**GIVEN PROBLEM**
Count the lines in the entries below that contain the string "lantern", treating uppercase and lowercase letters as distinct. Reply with the number alone.

[START OF SUPPLIED INFORMATION]

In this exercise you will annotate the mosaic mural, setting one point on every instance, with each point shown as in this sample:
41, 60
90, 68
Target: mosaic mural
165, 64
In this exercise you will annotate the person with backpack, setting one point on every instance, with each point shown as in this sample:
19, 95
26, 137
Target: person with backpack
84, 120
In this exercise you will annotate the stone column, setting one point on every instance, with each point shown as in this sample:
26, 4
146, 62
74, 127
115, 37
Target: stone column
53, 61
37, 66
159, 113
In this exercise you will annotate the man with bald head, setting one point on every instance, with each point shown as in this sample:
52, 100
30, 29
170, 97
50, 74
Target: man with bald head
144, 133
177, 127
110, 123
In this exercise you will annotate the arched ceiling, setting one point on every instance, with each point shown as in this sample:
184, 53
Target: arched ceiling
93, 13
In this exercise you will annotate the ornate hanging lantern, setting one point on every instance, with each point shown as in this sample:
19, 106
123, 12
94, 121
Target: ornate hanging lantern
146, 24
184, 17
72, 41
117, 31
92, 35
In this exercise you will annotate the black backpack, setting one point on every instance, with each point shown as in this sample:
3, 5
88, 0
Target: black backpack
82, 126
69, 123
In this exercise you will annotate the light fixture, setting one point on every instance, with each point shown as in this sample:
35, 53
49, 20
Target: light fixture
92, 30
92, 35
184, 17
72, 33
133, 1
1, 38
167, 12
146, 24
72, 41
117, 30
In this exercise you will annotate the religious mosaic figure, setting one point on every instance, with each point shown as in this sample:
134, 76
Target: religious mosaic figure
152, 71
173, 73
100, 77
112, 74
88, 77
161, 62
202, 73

[END OF SUPPLIED INFORMATION]
[START OF SUPPLIED INFORMATION]

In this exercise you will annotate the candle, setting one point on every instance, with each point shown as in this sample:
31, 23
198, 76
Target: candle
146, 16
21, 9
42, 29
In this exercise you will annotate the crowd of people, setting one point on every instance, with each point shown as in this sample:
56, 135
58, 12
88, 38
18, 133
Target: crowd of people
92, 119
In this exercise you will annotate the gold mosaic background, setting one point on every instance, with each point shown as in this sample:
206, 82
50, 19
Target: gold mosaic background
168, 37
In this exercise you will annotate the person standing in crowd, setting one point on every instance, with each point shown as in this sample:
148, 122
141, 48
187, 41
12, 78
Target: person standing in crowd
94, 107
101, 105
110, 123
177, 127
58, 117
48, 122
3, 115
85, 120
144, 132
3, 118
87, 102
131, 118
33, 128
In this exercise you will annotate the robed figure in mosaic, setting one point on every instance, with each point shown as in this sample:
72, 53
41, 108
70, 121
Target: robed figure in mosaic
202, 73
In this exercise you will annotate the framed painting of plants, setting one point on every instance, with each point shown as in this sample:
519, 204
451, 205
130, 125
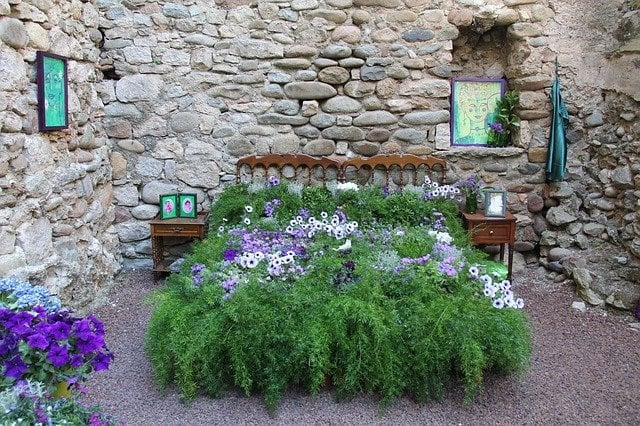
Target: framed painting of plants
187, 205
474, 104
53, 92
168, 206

[END OF SUPPLIED INFORMATION]

**SOLVED EXERCISE**
2